[Assignment] Whatever the records say, give every one of them again exactly.

[Information provided]
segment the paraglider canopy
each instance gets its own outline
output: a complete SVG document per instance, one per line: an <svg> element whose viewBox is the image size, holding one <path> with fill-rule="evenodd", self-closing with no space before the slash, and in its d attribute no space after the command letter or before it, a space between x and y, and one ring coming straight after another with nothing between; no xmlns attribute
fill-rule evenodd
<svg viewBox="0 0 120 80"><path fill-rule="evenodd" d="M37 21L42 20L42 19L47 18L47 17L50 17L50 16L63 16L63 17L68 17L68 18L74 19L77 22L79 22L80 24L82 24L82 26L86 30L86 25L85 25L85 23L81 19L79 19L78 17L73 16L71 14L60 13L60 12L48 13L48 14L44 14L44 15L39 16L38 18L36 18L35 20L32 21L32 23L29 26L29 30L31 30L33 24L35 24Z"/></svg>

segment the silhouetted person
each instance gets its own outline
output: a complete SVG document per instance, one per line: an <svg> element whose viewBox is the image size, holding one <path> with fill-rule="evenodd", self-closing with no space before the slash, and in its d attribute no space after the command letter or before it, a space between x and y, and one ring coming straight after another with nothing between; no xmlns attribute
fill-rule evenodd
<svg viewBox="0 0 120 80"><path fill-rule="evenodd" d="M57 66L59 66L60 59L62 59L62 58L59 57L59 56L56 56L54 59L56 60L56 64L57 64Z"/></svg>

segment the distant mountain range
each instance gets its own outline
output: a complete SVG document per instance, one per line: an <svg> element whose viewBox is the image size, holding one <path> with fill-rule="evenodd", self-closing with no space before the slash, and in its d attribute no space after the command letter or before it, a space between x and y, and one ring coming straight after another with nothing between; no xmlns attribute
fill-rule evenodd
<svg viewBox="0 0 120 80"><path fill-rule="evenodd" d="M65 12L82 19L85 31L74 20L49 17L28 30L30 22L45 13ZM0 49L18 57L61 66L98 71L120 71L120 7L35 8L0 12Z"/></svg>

[Reply to the exercise]
segment the paraglider canopy
each instance gets its own outline
output: a complete SVG document per instance, one per line: an <svg> element whose viewBox is the image size, holding one <path> with fill-rule="evenodd", self-closing with no space before the slash, and in its d attribute no space after the command letter or before it, a space between x and y, and one ring coming straight after another with nothing between; no xmlns attribute
fill-rule evenodd
<svg viewBox="0 0 120 80"><path fill-rule="evenodd" d="M37 21L42 20L42 19L47 18L47 17L50 17L50 16L63 16L63 17L68 17L68 18L74 19L77 22L79 22L80 24L82 24L82 26L86 30L86 25L85 25L85 23L81 19L79 19L78 17L73 16L71 14L60 13L60 12L48 13L48 14L44 14L44 15L39 16L38 18L36 18L35 20L32 21L32 23L29 26L29 30L31 30L33 24L35 24Z"/></svg>

segment the silhouetted person
each instance gets its own outline
output: a complete SVG document per instance, one per line: an <svg> element whose viewBox is the image size, holding one <path> with fill-rule="evenodd", self-closing with no space before the slash, and in its d attribute no space after the command letter or before it, a space between x and y, and one ring coming straight after another with nothing between; no xmlns attribute
fill-rule evenodd
<svg viewBox="0 0 120 80"><path fill-rule="evenodd" d="M57 66L59 66L60 59L62 59L62 58L59 57L59 56L56 56L54 59L56 60L56 64L57 64Z"/></svg>

segment the distant mountain range
each instance gets its own outline
output: a complete SVG document per instance, one per line: an <svg> element whose viewBox is the image size, holding one <path> with fill-rule="evenodd", self-closing with no space before the slash, and in its d attribute no space after the command letter or before it, a space between x and y, and one ring coming straight after another with nothing between; no xmlns attribute
fill-rule evenodd
<svg viewBox="0 0 120 80"><path fill-rule="evenodd" d="M65 12L82 19L85 31L74 20L49 17L28 30L30 22L45 13ZM0 49L18 57L61 66L98 71L120 71L120 7L35 8L0 12Z"/></svg>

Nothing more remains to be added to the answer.